WHAT YOU WILL DO:
Lay out the records below as a two-column CSV headed text and answer, with one row per record. Put each record's text and its answer in a single quoted field apiece, with line breaks replaced by spaces.

▶

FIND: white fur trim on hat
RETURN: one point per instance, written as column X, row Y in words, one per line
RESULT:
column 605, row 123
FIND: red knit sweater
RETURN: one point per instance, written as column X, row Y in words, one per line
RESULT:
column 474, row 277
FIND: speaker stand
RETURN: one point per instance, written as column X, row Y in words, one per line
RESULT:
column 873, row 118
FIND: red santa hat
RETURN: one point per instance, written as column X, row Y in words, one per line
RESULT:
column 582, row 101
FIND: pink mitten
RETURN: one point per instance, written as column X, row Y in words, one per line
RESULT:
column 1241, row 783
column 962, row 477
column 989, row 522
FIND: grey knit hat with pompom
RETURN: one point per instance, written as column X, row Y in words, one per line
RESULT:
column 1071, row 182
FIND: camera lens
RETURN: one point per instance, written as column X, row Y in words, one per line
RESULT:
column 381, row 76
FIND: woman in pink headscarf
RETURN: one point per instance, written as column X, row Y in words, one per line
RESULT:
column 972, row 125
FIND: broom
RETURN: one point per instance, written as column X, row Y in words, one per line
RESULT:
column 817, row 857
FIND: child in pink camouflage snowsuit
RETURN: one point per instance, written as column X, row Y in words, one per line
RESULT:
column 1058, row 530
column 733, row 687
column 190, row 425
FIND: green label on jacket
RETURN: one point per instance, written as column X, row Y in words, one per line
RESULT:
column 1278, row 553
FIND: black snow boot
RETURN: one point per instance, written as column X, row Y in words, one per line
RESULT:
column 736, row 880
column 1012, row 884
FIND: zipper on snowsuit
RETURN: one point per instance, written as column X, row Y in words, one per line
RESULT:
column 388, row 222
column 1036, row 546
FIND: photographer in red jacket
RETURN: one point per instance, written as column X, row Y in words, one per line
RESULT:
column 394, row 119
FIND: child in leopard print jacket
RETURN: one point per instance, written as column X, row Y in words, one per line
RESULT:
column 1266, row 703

◀

ANSWER TO THE TASK:
text,answer
"FIND: white fur trim on hat RETURN: one point per instance, written as column X, row Y in words, one per line RESULT:","column 605, row 123"
"FIND: red knit sweater RETURN: one point per instance, written as column X, row Y in words, one per line RESULT:","column 474, row 277"
"FIND: speaker stand RETURN: one point per instance, written as column X, row Y in words, one per line RESULT:","column 873, row 118"
"FIND: red santa hat RETURN: one point per instance, written as column X, row Y in words, one per line RESULT:","column 582, row 101"
"FIND: pink mitten RETURN: one point per instance, written as column X, row Y in words, one per line RESULT:","column 1241, row 783 column 962, row 477 column 989, row 522"
"FIND: grey knit hat with pompom RETURN: one point per instance, written as column X, row Y in words, one per line RESULT:","column 1071, row 182"
"FIND: camera lens RETURN: one point per instance, written as column X, row Y in words, one per line RESULT:","column 381, row 76"
"FIND: woman in pink headscarf RETURN: one point per instance, written as column X, row Y in words, one per line RESULT:","column 972, row 125"
"FIND: broom RETURN: one point per instance, written as column X, row Y in words, one per line RESULT:","column 817, row 857"
"FIND: child in pink camouflage snowsuit RETURN: one point per instance, written as column X, row Y in words, one per line RESULT:","column 1058, row 530 column 733, row 687 column 190, row 425"
"FIND: green label on jacket RETURN: one point per instance, written as column X, row Y in words, one per line RESULT:","column 1278, row 553"
"FIND: black snow boot RETURN: one point per instance, written as column X, row Y in words, one per line RESULT:","column 736, row 880 column 1012, row 884"
"FIND: zipper on snowsuit RETURN: one point per instance, written as column X, row Y in words, one per line RESULT:","column 388, row 222 column 1036, row 546"
"FIND: photographer in red jacket RETURN: one point per instance, written as column X, row Y in words, one per line RESULT:","column 394, row 119"
"FIND: child in leopard print jacket RETURN: one point per instance, written as column X, row Y in words, one per line RESULT:","column 1266, row 703"